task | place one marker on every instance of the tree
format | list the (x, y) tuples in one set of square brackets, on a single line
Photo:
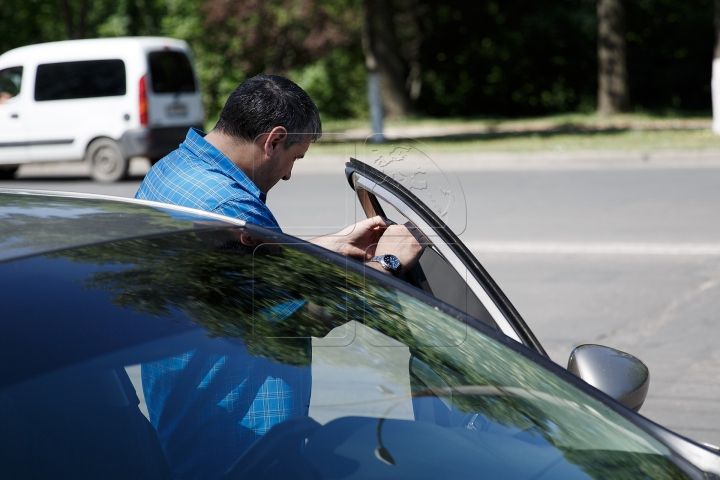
[(613, 90), (715, 82), (382, 54)]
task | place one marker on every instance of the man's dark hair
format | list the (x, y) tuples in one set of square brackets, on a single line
[(262, 103)]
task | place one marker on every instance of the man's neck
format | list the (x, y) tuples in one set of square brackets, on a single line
[(242, 153)]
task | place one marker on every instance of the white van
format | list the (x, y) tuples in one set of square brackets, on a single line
[(100, 100)]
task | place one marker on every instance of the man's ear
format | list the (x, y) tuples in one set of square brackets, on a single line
[(273, 140)]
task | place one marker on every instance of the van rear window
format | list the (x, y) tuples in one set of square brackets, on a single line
[(171, 72), (85, 79)]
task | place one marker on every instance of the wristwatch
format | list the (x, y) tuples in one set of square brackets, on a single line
[(389, 263)]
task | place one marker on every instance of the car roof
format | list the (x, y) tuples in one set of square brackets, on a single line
[(34, 222), (89, 47)]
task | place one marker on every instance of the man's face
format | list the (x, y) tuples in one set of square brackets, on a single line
[(280, 165)]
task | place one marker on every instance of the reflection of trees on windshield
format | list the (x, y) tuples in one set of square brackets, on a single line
[(222, 286), (226, 290), (69, 221)]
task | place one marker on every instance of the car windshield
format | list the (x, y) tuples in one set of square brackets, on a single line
[(196, 355)]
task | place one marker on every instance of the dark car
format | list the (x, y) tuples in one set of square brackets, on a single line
[(142, 340)]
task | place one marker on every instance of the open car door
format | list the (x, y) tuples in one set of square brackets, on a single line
[(447, 269)]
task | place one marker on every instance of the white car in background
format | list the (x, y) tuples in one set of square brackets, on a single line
[(98, 100)]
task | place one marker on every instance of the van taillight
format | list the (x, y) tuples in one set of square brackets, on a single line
[(143, 101)]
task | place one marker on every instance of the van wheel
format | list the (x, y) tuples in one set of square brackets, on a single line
[(107, 162), (7, 172)]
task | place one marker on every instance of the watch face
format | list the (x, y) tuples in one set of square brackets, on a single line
[(391, 262)]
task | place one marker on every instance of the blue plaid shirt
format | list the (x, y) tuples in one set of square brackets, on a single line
[(209, 408), (198, 175)]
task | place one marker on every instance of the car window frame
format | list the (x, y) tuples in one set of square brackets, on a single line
[(374, 182)]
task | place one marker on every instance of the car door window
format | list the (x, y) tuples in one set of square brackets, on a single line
[(446, 270)]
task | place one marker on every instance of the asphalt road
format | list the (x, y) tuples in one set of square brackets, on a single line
[(598, 252)]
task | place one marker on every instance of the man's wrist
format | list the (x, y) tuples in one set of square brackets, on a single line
[(390, 263)]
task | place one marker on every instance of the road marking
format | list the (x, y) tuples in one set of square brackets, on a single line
[(667, 249)]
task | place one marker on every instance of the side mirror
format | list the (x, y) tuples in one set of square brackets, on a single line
[(618, 374)]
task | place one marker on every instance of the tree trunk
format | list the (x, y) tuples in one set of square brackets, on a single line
[(373, 81), (613, 91), (74, 30), (715, 82), (382, 46)]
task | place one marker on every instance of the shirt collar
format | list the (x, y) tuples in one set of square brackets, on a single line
[(196, 143)]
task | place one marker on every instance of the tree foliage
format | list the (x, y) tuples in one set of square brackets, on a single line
[(455, 57)]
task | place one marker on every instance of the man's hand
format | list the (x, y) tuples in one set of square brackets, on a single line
[(404, 241), (357, 241)]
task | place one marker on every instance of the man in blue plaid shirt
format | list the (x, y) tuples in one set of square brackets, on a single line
[(267, 124)]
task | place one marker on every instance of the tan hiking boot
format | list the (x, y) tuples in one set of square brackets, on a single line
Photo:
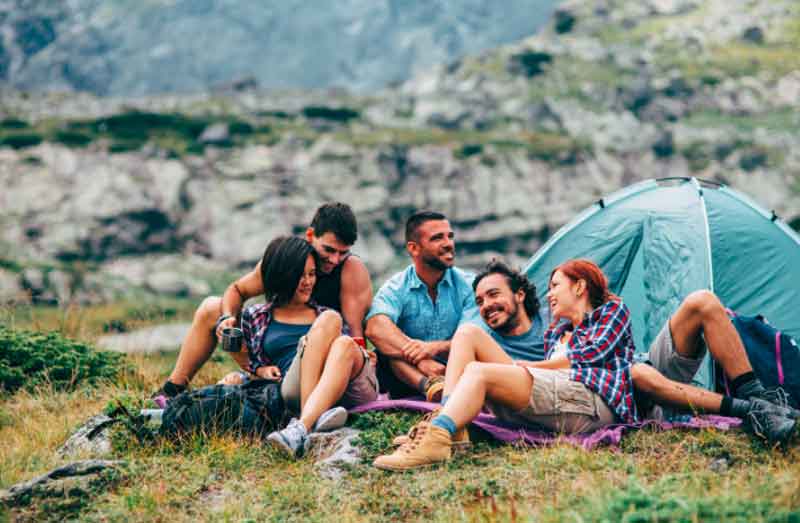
[(460, 440), (430, 445), (434, 389)]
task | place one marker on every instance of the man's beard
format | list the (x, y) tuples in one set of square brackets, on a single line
[(512, 321), (434, 263)]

────────────────

Nothing but an exact copy of the data, without pictures, should be returned.

task | place one marker on every instance of the tree
format | list the (x, y) tuples in one set of square brackets, on a single line
Photo:
[(613, 90), (715, 82), (382, 54)]
task | place one marker on every instance of the man's dark hair
format | list the (x, y) tuples in one set of square brackets, on a single line
[(262, 103)]
task | place one marker on every instance of the man's neck
format | list the (x, y) tuples in one set of square brackets, on a single line
[(242, 153)]
task | place one marker on every instance of the white van
format | list the (x, y) tuples in one set of square brackets, on a single line
[(100, 100)]
task | place one marker on every instance of the man's ear
format | list the (x, y) tuples in one set of square brackets, on a single line
[(273, 140)]
task | place one marker on every instance of the van rear window
format | list the (x, y) tuples in one set of square brackets, on a single line
[(171, 72), (85, 79)]
task | place one marker on every instance of the wristwatch
format | list the (x, y) tuples in one set of square brackets, on a single line
[(389, 263)]
task | place one marker on every instance of the car roof
format | list the (x, y) tuples in one set of square brackets, on a single line
[(34, 222), (89, 47)]
task | place one marker on every instance of the man's face
format | list the (x, y) tuples in one set of square brackets, on a single line
[(280, 165)]
task | place one marker on every instance of the reflection of trees on windshield
format | list the (x, y) tuples in one set of square brackets, on a single line
[(222, 286), (226, 290), (69, 221)]
task | place one marker on every instance of the car windshield
format | list the (x, y) tuples in one set of square brackets, on a single line
[(196, 355)]
task | place one marker on every instance of the dark car
format | list the (x, y) tuples in one set of square brackets, on a single line
[(142, 340)]
task | place one marker on every instance of the open car door
format | list the (x, y) tuples in one set of square brackets, on a single line
[(447, 269)]
task | place one marker on every instance of the white car in background
format | list the (x, y) tuples in one set of square brackets, on a single line
[(98, 100)]
task | place one marker on every instance of the van taillight
format | list the (x, y) tuples in one set of square brackets, on a single line
[(143, 101)]
task | place one marker on every instance of the van wheel
format | list the (x, y) tuples in one set of square brackets, on a single line
[(107, 162), (7, 172)]
task | place one marker on every instance of the watch face
format | list the (x, y) tuples in one set of square brackets, on a single line
[(391, 262)]
task | place one marker on every instance of the blue plaid shirt
format | list the (x, y) tuples in one set of square brackets, on a single line
[(209, 408), (198, 175)]
task | place one marker on every instance of the car window frame
format | list the (x, y) tuples in one set of square brackets, on a single line
[(374, 182)]
task | place one marker on every instance of the car door window
format | list the (x, y) tuples in one set of square brackets, on a single line
[(446, 270)]
task | place one marker on every instance of the asphalt road
format | list the (x, y) tuples in one set of square brackets, on a single line
[(598, 252)]
task | place one marker on every instance of the man's wrist
format | list the (x, y) tuples in one set of square brackets, on a single line
[(390, 263)]
task | place one marker on every instance of the road marking
format | list the (x, y) tuples in one set of square brackets, on a single line
[(667, 249)]
task | place one marker on every instance of the side mirror
format | list the (x, y) tuples in one set of square brackets, on a single line
[(618, 374)]
task | place one marker on every instance of the tree trunk
format | list the (x, y) tuples in one set of square brackets, on a single line
[(373, 81), (613, 91), (74, 30), (715, 82), (382, 46)]
task | place one marker on every instance of the shirt collar
format | list the (x, y) tuples in one set of square brackets, on a single line
[(196, 143)]
task | place one marker on every instance of the tree foliage
format | list the (x, y) tuples in one set of square brackets, on a single line
[(455, 57)]
task | place one marker on every instance of the man's hand
format | list the (x, y) tuples in one set of square brackets, on a single line
[(404, 241), (357, 241)]
task | place one marker on every instance of the man in blue plaid shirt
format | list the (x, y) tuples in one set of square brackets, on a single line
[(267, 124)]
task | place one marker on every instance of the tan hiking boot
format | list the (x, y) tuples in one set of square brackets, on a single line
Photo:
[(460, 440), (430, 445), (434, 389)]
task | place one marker on every instance of the man's beard
format | list the (x, y) tuples in one set of square brackets, on a single line
[(512, 321), (434, 263)]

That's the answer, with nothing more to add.